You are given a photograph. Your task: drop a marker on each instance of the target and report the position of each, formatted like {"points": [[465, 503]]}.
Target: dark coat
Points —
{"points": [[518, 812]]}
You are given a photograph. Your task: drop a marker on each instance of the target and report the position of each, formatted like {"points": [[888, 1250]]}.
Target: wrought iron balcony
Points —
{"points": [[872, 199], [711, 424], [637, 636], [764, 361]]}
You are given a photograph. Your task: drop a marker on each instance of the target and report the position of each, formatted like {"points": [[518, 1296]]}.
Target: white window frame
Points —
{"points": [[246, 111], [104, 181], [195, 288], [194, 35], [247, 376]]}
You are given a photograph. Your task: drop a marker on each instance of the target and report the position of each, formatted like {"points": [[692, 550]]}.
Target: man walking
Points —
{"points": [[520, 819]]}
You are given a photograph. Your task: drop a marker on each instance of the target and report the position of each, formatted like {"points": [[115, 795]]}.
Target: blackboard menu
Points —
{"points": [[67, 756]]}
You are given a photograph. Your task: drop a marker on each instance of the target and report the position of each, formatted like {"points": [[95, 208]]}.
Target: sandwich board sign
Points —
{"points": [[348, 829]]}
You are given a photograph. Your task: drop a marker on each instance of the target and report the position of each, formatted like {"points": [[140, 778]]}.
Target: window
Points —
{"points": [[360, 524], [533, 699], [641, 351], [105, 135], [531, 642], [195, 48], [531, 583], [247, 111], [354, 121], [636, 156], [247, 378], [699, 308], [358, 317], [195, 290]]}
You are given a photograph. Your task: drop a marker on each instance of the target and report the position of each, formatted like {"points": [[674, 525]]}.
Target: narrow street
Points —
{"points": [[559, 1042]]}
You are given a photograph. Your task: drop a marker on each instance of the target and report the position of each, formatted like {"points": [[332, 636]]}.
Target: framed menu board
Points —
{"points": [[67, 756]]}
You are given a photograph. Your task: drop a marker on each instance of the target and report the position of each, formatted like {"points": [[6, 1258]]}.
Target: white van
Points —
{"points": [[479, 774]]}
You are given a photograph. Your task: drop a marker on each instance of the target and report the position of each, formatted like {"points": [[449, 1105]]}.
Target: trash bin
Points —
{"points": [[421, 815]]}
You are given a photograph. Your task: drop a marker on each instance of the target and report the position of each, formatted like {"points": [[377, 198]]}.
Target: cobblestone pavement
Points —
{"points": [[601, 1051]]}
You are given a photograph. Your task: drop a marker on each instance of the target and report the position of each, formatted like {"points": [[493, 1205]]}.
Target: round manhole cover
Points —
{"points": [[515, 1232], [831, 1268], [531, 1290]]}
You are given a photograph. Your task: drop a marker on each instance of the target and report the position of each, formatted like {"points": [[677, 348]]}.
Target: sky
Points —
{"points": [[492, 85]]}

-.-.-

Please restate each record exactly as it reads.

You are given a photograph. Your task: drop a marker on each instance of the target and report the position of each, formatted like {"points": [[465, 503]]}.
Target: dark coat
Points —
{"points": [[518, 812]]}
You are given a photograph. Your task: drop a marker on each instance of the target and report the position of each, formatted like {"points": [[888, 1250]]}.
Target: wrought iron balcony
Points —
{"points": [[872, 199], [711, 424], [637, 636], [764, 361]]}
You are given a photograph. Your task: drop a marker on each instance of the target and report the position of each, formatted like {"points": [[518, 1296]]}.
Target: white window frame
Points —
{"points": [[246, 111], [104, 181], [195, 288], [194, 35], [247, 376]]}
You are given a photograph. Your task: drop a marker on each instance of the target and report the position of each, formatted like {"points": [[692, 550]]}.
Target: man walking
Points —
{"points": [[520, 819]]}
You are given a photograph. Your task: drop a marker on each instance of the target and report the position of each, formatted like {"points": [[115, 795]]}.
Target: blackboard menu
Points —
{"points": [[67, 756]]}
You are given a photograph. Your task: drop a marker on each instance of the target and report the position of each, formatted like {"points": [[95, 208]]}.
Target: sandwich board sign
Points —
{"points": [[348, 829]]}
You are given a photograph. Your task: drop a marker on each instance of the target and report the position of each, formatted like {"points": [[140, 778]]}.
Target: window
Points —
{"points": [[360, 524], [533, 699], [641, 351], [105, 135], [531, 642], [195, 48], [531, 583], [247, 111], [354, 121], [636, 156], [247, 378], [699, 308], [358, 317], [195, 290]]}
You are given a photograph. Your task: drop a marker on each instance of the target and report the position of each, formatted like {"points": [[674, 525]]}.
Target: narrow street
Points —
{"points": [[559, 1042]]}
You are given a photograph. Your task: drop a marker on each instance of the target and report the position of each, formatted like {"points": [[332, 636]]}.
Target: framed menu board
Points —
{"points": [[67, 756]]}
You are given a photograph. Your task: drop a marker on each instance of the target and report the position of each, formatted like {"points": [[6, 1258]]}.
Target: white van
Points —
{"points": [[479, 774]]}
You are given a photograph. Your task: drop a marker on each instance of the target and report the position of each, formatted like {"points": [[449, 1105]]}.
Target: trash bin
Points —
{"points": [[421, 815]]}
You are given a photograph. Your task: drop a marker on each instance of the target and report the position of each, formatted like {"points": [[377, 198]]}.
Target: cobblestone pavement
Points —
{"points": [[601, 1051]]}
You are given a photograph. Your task: drop a marker on each instance of the target and report the position of each, formatted like {"points": [[493, 1205]]}.
Target: round manhole cover
Points —
{"points": [[515, 1232], [831, 1268], [531, 1290]]}
You are given a photograph. Your task: drop a marker on each instance of the target and report the position of each, formatted like {"points": [[677, 348]]}.
Target: sky
Points —
{"points": [[492, 85]]}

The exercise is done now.